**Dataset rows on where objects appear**
════

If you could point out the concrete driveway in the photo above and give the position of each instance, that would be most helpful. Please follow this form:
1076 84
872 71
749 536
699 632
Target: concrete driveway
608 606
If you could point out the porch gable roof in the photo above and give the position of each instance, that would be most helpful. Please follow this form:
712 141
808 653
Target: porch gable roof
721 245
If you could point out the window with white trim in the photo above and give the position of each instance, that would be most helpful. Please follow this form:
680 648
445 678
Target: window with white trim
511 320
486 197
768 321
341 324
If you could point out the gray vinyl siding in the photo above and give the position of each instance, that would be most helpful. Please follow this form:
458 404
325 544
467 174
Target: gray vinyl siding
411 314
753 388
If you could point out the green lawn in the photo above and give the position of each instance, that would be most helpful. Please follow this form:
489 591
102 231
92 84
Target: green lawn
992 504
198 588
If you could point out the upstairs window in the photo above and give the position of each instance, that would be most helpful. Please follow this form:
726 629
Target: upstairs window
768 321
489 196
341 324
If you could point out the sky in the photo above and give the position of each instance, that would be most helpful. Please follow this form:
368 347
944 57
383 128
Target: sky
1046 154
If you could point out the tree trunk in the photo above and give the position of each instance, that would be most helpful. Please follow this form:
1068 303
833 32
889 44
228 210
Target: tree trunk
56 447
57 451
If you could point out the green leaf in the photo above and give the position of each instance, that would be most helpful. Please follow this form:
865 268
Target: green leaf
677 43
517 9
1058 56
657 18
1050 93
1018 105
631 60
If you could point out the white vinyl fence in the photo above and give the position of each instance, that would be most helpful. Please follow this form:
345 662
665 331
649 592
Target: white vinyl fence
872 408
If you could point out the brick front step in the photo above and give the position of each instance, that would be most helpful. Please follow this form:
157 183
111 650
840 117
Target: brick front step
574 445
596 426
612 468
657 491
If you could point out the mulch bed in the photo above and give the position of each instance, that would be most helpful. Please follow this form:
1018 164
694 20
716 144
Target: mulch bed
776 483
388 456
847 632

════

**WHAT TO PRODUCE**
Each line of the listing should be echoed back exactly.

**THE RESPONSE**
If you could point out the concrete driveway in the photo above and give the position of each instance, that would be most helpful. Please follow this form:
1076 84
872 71
749 536
699 632
Target: concrete driveway
608 606
If you could point out the porch gable roof in the photo above and give the position of each instance, that would be most helpful. Please follow this form:
712 141
808 653
Target: porch gable roof
721 245
If you could point out the window with white trim in the photo above and give the position of each instance, that would be most helpful. Please follow this form:
680 648
445 678
Target: window with white trim
511 320
486 197
768 321
341 324
If you could point out the gray vinyl siding in the photo above and give the position of each instance, that would be most helpful. Please follow this form:
458 404
325 544
467 174
Target: gray vinyl siding
411 314
753 388
If you could point out the green lawn in the photo above and give the position of each instance, that would be most helpful. Please follow this form:
489 591
102 231
92 84
Target: green lawn
992 504
198 588
If you could point out the upstairs window in the photo above and give the position of each instance, that would be most helpful. Please follow this form:
726 629
Target: upstairs window
768 321
489 196
341 324
If you could point out the sky in the photo above and give the position of each instance, that would be most helpful. Please follow this form:
368 347
944 57
383 128
Target: sky
1046 154
If you could point out the tree trunk in the photo above and give the position of each instance, that would be most helpful. Please follow this form:
1068 303
833 32
889 44
228 210
Target: tree trunk
56 447
57 451
If you could point out the green leaf in the photo above and give the position of each instance, that would be most helpful. Please follow this form:
865 268
Target: green leaf
677 43
517 9
1058 56
657 18
1050 93
1018 105
631 60
If you could point out the white vinyl fence in the photo above and give the position of each instance, that would be most helpful. Please follow this form:
345 662
665 331
649 592
Target: white vinyl fence
872 408
If you could point out the brick front step in the photo above and give the position of each instance, that would be most helpful. Please follow this form:
157 183
111 650
840 117
Target: brick front step
574 445
596 426
612 468
657 491
If you could point out the mulch bed in the photo above and give the position of each instance, that would be most helpful. Please follow this form:
1018 164
694 20
716 144
Target: mulch bed
776 483
388 456
847 632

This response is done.